**Stated task:** Everything from the line containing "label: station canopy" down to the last line of the entries below must be transcribed exactly, and nothing else.

**Stored data:**
# # # # #
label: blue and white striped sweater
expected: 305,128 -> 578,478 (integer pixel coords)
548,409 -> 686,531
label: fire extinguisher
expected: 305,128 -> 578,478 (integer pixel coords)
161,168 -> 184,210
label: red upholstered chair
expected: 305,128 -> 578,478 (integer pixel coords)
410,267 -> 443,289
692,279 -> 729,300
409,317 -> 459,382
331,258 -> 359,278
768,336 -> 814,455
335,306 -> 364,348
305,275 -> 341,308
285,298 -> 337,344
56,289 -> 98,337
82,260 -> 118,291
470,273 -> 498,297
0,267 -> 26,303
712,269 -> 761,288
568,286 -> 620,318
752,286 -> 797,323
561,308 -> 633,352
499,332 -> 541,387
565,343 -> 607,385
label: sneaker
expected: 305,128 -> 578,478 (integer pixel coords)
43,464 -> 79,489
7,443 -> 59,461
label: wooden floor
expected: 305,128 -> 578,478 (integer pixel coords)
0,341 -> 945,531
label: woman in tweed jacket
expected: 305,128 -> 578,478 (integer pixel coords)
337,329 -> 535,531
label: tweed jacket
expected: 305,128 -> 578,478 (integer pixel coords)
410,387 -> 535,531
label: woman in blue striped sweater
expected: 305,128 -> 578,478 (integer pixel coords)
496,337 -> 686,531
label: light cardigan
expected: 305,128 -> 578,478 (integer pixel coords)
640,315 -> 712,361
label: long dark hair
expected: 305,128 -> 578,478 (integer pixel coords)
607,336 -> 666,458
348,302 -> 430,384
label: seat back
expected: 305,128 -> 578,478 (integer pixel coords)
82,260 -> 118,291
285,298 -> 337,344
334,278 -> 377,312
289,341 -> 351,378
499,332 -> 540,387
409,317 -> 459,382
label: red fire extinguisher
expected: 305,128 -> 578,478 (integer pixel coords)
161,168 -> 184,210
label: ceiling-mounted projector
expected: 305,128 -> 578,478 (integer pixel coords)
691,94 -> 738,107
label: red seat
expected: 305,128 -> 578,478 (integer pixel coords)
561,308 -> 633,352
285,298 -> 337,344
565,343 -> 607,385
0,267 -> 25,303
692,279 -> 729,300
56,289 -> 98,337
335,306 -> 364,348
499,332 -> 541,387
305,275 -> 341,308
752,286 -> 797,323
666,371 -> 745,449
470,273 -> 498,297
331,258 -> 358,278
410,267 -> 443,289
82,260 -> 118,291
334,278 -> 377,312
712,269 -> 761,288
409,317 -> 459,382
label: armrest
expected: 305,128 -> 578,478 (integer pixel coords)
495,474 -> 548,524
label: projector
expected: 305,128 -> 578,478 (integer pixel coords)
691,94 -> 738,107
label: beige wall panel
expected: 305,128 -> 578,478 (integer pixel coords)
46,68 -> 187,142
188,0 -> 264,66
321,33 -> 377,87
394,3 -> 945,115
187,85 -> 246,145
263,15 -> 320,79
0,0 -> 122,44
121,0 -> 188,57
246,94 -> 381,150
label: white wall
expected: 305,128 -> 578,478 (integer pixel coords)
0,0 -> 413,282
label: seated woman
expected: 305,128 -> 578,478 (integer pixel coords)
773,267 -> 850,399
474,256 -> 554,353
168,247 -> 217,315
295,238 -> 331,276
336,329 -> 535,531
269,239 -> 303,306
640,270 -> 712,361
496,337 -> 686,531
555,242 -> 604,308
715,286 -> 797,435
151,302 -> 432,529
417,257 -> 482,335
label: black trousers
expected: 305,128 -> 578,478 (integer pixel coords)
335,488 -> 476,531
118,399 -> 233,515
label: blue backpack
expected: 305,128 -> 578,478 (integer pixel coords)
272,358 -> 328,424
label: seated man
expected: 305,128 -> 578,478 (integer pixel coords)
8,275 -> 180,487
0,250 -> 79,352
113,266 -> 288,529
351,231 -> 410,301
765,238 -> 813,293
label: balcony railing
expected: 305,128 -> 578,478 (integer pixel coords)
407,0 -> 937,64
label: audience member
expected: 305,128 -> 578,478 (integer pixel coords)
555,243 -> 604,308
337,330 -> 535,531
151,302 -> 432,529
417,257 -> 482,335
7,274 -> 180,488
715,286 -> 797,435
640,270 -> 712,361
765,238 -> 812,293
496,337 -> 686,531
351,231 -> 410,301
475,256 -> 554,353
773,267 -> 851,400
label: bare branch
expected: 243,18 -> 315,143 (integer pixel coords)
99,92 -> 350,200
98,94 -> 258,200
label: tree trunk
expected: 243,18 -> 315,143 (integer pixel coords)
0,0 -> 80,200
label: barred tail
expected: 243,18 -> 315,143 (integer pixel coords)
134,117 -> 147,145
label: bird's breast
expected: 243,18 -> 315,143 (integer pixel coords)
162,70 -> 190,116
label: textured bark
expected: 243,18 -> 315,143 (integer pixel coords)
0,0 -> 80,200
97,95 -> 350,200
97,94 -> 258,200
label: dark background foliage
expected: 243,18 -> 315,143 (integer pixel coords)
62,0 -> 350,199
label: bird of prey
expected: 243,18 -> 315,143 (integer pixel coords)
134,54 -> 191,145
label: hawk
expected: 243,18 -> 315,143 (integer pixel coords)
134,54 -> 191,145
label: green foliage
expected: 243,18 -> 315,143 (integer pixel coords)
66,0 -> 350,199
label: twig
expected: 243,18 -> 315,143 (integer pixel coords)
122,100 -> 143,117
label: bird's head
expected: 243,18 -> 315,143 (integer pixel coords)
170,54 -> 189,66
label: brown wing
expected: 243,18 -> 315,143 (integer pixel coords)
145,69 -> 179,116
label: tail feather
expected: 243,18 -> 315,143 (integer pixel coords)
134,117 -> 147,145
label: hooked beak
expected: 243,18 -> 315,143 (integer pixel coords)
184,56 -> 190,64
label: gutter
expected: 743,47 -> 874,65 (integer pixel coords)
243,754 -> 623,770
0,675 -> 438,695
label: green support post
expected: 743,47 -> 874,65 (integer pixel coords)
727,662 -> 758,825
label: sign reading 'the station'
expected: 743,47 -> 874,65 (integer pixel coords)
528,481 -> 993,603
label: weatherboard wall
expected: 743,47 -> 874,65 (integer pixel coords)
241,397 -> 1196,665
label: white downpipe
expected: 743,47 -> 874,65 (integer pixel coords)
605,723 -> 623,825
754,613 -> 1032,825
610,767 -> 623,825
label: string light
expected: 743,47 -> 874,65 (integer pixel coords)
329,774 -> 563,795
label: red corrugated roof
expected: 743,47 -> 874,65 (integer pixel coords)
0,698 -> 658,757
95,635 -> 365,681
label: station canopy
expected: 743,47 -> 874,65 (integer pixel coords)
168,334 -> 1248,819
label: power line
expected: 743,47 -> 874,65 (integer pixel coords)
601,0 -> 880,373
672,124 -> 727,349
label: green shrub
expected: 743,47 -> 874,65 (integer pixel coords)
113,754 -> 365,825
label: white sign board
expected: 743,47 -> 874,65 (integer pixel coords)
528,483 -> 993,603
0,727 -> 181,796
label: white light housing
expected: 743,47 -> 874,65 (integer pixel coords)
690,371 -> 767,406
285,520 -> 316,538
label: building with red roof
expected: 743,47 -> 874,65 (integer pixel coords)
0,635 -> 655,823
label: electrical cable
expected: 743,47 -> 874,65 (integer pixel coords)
# # # # #
**Complete answer:**
label: station canopy
expected: 743,47 -> 874,65 (integer pixel coords)
168,334 -> 1248,819
label: power line
expected: 743,47 -> 874,65 (integer pixel coords)
601,0 -> 880,373
672,124 -> 727,349
label: green shrub
expected: 743,47 -> 874,65 (integer pixel coords)
113,754 -> 365,825
label: white sign board
expected: 743,47 -> 874,65 (integer pixel coords)
528,483 -> 993,603
0,727 -> 181,796
label: white light housing
expected: 743,47 -> 874,65 (integer pixel coords)
690,371 -> 767,406
285,520 -> 316,538
label: building with red roof
expected: 743,47 -> 874,65 (integer pixel coords)
0,635 -> 655,823
label: electrical cable
expected: 743,47 -> 874,65 (integer pixel coords)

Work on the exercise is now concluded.